▶ **Given instruction**:
Give as output the line that contains "locate: excavator arm", followed by every remaining line of the entries, unchanged and with nothing added.

▶ **Records**:
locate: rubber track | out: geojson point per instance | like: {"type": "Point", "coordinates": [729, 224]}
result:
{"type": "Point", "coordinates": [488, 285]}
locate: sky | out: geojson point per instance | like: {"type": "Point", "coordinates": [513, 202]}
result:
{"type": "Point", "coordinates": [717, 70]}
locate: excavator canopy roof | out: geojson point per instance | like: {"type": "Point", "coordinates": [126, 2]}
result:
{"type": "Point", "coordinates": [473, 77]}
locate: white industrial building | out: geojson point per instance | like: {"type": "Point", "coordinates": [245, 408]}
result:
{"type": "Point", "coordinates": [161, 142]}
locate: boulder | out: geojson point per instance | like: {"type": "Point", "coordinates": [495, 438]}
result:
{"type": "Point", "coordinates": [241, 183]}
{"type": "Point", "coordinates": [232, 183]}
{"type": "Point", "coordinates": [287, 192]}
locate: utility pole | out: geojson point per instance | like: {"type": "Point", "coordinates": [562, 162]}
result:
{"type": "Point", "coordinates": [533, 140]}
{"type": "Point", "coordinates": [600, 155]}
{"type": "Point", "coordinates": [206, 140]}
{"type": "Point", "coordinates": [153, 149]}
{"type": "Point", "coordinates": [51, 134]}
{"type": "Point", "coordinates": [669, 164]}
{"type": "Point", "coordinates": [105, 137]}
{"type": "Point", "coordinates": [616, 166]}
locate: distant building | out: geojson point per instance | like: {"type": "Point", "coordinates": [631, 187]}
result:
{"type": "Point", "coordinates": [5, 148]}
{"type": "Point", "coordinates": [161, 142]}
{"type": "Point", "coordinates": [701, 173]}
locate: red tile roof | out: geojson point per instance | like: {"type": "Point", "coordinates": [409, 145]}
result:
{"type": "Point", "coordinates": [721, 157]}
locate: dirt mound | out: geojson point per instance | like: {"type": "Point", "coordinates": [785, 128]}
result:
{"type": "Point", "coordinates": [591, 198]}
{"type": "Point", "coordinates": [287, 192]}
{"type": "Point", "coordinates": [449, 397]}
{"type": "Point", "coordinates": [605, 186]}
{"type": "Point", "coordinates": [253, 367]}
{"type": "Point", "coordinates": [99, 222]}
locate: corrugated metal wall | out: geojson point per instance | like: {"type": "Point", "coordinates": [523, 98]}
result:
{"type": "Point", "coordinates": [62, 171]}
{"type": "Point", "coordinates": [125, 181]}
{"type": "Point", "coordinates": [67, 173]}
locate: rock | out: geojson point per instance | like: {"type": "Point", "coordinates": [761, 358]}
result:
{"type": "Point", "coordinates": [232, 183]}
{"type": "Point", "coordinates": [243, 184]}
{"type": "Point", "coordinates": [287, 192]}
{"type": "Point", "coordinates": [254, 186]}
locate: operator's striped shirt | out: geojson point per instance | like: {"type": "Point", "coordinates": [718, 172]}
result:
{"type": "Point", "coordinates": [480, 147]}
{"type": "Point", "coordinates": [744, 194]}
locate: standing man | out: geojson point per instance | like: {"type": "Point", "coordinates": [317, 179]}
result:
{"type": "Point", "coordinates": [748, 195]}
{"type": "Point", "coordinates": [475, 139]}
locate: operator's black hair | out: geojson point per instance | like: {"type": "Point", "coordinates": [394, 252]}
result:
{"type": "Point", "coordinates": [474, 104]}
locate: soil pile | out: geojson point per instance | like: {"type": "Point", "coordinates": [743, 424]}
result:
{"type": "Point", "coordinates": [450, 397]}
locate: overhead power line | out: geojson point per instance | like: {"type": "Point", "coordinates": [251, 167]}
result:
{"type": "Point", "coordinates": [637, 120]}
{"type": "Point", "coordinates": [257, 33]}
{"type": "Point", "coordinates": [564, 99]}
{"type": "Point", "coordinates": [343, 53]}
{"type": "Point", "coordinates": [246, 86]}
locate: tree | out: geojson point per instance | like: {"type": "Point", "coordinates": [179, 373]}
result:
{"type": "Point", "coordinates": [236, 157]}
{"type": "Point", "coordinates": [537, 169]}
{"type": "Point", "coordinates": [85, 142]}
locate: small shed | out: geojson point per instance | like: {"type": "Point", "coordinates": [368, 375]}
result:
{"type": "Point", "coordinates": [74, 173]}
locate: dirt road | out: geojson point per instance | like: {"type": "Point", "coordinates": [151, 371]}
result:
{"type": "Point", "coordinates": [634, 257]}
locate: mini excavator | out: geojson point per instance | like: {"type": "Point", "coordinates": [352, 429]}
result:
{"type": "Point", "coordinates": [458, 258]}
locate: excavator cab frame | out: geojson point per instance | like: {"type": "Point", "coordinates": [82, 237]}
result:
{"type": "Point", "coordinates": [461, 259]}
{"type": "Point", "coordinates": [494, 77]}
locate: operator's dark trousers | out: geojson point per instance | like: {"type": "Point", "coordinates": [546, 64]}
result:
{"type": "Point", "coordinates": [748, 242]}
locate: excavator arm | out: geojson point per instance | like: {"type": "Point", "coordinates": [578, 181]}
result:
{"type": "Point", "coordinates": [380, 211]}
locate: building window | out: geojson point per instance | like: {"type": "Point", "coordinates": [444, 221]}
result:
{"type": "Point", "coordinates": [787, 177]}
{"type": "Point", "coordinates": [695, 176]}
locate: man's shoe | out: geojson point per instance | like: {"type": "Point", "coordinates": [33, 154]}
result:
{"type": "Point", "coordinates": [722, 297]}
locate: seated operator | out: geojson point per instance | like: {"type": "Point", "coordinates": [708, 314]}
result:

▶ **Result below**:
locate: excavator arm | out: geojson point per instance | like: {"type": "Point", "coordinates": [578, 181]}
result:
{"type": "Point", "coordinates": [380, 211]}
locate: building window | out: geojson point per instance | like: {"type": "Point", "coordinates": [444, 221]}
result:
{"type": "Point", "coordinates": [787, 177]}
{"type": "Point", "coordinates": [695, 176]}
locate: man's shoe | out: geojson point per instance | like: {"type": "Point", "coordinates": [33, 154]}
result:
{"type": "Point", "coordinates": [722, 297]}
locate: seated operator | out: geojson point per instance | like: {"type": "Point", "coordinates": [708, 314]}
result:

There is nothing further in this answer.